> [Task description]: From the first line to the last, print the records exactly, leaving out the pictures.

> [Entries provided]:
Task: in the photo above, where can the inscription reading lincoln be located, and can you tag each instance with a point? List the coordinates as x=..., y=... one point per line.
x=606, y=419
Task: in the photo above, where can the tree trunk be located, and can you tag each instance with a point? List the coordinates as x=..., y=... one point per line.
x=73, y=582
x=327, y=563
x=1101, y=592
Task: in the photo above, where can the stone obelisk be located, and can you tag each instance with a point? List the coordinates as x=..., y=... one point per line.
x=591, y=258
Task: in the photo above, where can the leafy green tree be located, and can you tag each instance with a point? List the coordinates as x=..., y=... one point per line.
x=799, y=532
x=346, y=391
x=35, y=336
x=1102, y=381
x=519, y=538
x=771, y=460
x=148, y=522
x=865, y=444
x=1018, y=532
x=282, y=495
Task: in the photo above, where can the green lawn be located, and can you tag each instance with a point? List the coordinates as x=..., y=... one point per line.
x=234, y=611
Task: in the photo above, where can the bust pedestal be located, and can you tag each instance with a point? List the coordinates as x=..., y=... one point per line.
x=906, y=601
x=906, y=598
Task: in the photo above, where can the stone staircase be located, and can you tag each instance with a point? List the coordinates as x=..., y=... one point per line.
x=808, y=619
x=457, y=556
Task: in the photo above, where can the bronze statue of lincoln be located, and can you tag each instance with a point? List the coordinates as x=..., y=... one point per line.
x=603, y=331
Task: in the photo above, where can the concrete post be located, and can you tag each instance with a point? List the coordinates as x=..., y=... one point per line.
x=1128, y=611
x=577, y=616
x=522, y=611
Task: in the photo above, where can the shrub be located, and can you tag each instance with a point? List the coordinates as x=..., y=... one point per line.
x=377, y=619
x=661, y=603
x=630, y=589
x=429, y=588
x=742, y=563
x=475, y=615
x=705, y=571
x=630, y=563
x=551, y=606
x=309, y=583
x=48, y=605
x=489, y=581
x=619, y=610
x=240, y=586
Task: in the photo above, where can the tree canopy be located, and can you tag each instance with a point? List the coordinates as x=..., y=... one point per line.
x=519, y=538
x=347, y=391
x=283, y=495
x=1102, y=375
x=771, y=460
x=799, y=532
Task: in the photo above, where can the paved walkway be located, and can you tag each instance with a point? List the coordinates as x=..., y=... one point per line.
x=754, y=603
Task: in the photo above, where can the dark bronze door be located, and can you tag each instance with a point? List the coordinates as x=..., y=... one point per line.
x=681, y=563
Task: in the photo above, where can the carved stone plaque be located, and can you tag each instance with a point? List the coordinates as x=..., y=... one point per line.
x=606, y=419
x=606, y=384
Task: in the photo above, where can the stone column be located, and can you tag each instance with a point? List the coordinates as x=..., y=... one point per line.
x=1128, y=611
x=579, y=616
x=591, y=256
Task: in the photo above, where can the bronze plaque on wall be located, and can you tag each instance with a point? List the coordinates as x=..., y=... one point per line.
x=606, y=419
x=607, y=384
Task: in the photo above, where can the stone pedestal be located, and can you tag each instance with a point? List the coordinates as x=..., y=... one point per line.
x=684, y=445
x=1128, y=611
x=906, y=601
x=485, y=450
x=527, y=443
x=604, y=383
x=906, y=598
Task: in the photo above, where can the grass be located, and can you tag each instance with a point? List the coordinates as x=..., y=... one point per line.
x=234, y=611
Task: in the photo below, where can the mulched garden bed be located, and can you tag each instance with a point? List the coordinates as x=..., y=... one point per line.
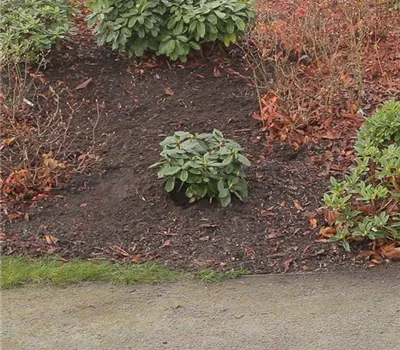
x=120, y=210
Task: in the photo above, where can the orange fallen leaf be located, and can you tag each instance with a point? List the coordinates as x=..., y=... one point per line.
x=137, y=259
x=298, y=205
x=13, y=216
x=167, y=243
x=327, y=232
x=287, y=264
x=391, y=252
x=84, y=84
x=267, y=213
x=8, y=141
x=169, y=91
x=50, y=239
x=331, y=216
x=313, y=222
x=365, y=254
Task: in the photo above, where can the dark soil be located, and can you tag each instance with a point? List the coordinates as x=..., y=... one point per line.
x=121, y=211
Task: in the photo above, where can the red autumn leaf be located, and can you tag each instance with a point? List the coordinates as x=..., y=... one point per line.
x=50, y=239
x=298, y=205
x=287, y=264
x=313, y=222
x=84, y=84
x=169, y=91
x=327, y=232
x=217, y=73
x=391, y=252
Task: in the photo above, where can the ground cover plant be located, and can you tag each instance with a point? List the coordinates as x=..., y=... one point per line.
x=29, y=29
x=331, y=63
x=203, y=165
x=169, y=27
x=117, y=208
x=37, y=150
x=366, y=204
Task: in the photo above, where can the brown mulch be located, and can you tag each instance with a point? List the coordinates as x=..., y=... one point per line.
x=120, y=211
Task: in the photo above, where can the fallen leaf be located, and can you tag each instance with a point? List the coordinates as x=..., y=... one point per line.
x=137, y=259
x=313, y=222
x=287, y=264
x=50, y=239
x=167, y=243
x=391, y=251
x=13, y=216
x=84, y=84
x=8, y=141
x=298, y=205
x=169, y=91
x=365, y=254
x=267, y=213
x=331, y=216
x=273, y=234
x=327, y=232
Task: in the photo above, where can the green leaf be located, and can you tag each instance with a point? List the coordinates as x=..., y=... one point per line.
x=225, y=201
x=168, y=171
x=242, y=159
x=228, y=160
x=212, y=18
x=201, y=29
x=184, y=175
x=170, y=184
x=221, y=186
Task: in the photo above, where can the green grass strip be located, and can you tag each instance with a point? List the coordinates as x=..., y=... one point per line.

> [Answer to the exercise]:
Task: in the photo above, where can the inscription reading lincoln be located, and can you tag each instance with a point? List the coordinates as x=..., y=... one point per line.
x=606, y=419
Task: in the photo above, where can the tree trunk be located, and can you tag each instance with a point? List the coordinates as x=..., y=... one point per line.
x=73, y=582
x=327, y=563
x=1101, y=592
Task: in the photo above, where can the stone obelisk be located, and can you tag each instance with a point? List the coordinates as x=..., y=... one point per line.
x=591, y=258
Task: in the photo above, where can the leafy green tree be located, and can you tag each instance with a point? List the coordinates as x=..., y=... one point per line.
x=799, y=532
x=346, y=391
x=35, y=336
x=1102, y=381
x=519, y=538
x=771, y=460
x=148, y=522
x=865, y=444
x=1018, y=532
x=282, y=495
Task: in the photo above, where can the green lawn be located, and can you tag each instance with a point? List the coordinates as x=..., y=... one point per line.
x=234, y=611
Task: in the photo above, where can the bust pedestal be located, and can you tag each instance with a point? List the coordinates as x=..., y=... one point per line.
x=906, y=601
x=906, y=598
Task: in the photo above, where can the stone staircase be located, and can you tag each instance with a point? List the coordinates as x=..., y=... one point per line.
x=808, y=619
x=457, y=556
Task: in the photo above, where can the bronze statue of lincoln be located, and can you tag each instance with a point? List the coordinates as x=..., y=... one point per line.
x=603, y=331
Task: in the photo above, where can the concrete post be located, and can you tag each instance with a point? List the coordinates as x=..., y=... one point per line.
x=1128, y=611
x=577, y=616
x=522, y=611
Task: in the photo above, where can the shrub be located, and can you tag each instance with a point? List the coordinates as x=..., y=... one point per line.
x=377, y=619
x=661, y=603
x=630, y=589
x=429, y=588
x=742, y=563
x=475, y=615
x=705, y=571
x=630, y=563
x=551, y=606
x=309, y=583
x=48, y=605
x=489, y=581
x=619, y=610
x=240, y=586
Task: in the photo above, where can the tree canopy be located, and can you tag each instance with a point? List the coordinates as x=..., y=... one point per line.
x=519, y=538
x=347, y=391
x=283, y=495
x=1102, y=375
x=771, y=460
x=799, y=532
Task: in the photo above, where can the paved walkway be located, and can you tag each instance with a point? List the coordinates as x=..., y=... one point per line.
x=754, y=603
Task: in the photo above, where can the dark bronze door be located, and can you tag each instance with a point? List the coordinates as x=..., y=... one point per line.
x=681, y=563
Task: in the photo above, where can the carved stone plaque be located, and can you tag each instance with a point? List the coordinates as x=..., y=... one point per line.
x=606, y=419
x=606, y=384
Task: in the photo above, where can the stone column be located, and can you tag each instance with a point? List the coordinates as x=..., y=... one point per line.
x=1128, y=611
x=579, y=616
x=591, y=256
Task: in the photo above, where can the bronze plaque on wall be located, and can you tag each instance with a point? List the coordinates as x=..., y=... one point per line.
x=606, y=419
x=607, y=384
Task: in the photo above, where can the stone pedestal be located, and can you tag each instance with a point? List the coordinates as x=..., y=... one point per line.
x=684, y=445
x=1128, y=611
x=906, y=601
x=485, y=450
x=527, y=443
x=604, y=383
x=906, y=598
Task: in the photo above, where can the grass be located, and can you tag each instance with a point? List the coordinates as x=..., y=... one point per line.
x=234, y=611
Task: in the photo below, where can the mulched garden bed be located, and can you tag each instance with a point? List the coordinates as x=..., y=... one point per line.
x=120, y=210
Task: in the photo above, where can the orange fallen leaf be located, and can you tag each instance with a point? List the coordinates as x=..., y=... one point per line.
x=137, y=259
x=298, y=205
x=13, y=216
x=167, y=243
x=327, y=232
x=287, y=264
x=391, y=252
x=84, y=84
x=267, y=213
x=8, y=141
x=169, y=91
x=50, y=239
x=331, y=216
x=313, y=222
x=365, y=254
Task: in the photo above, where can the dark soil be located, and can you tag each instance with a point? List the coordinates as x=..., y=... one point per line.
x=121, y=211
Task: in the photo above, where can the red autumn leaf be located, and can you tag each instance with a point? List the coordinates as x=..., y=... one point per line.
x=50, y=239
x=298, y=205
x=287, y=264
x=313, y=222
x=84, y=84
x=169, y=91
x=327, y=232
x=217, y=73
x=391, y=252
Task: in the photo above, where can the ground cover plant be located, and can you tag each instance with a point? List the coordinates as x=..., y=... one point per line.
x=29, y=29
x=331, y=63
x=203, y=165
x=169, y=27
x=117, y=208
x=37, y=150
x=366, y=204
Task: in the photo above, where can the brown mulch be located, and can you tag each instance with a point? List the coordinates as x=..., y=... one point per line.
x=120, y=211
Task: in the photo above, where can the fallen leaf be located, and can you tag each instance with a point? List the coordinates as x=..., y=... one point per line.
x=137, y=259
x=313, y=222
x=287, y=264
x=50, y=239
x=167, y=243
x=391, y=251
x=13, y=216
x=84, y=84
x=8, y=141
x=298, y=205
x=169, y=91
x=365, y=254
x=267, y=213
x=331, y=216
x=273, y=234
x=327, y=232
Task: in the photo above, where can the green leaf be located, and can you tag each instance with a point? List the coordinates as x=..., y=... one point per line.
x=225, y=201
x=168, y=171
x=242, y=159
x=228, y=160
x=212, y=18
x=201, y=29
x=184, y=175
x=170, y=184
x=221, y=186
Task: in the photo above, where can the green grass strip be located, and can you tag each instance with a point? List the coordinates as x=..., y=... one point per line.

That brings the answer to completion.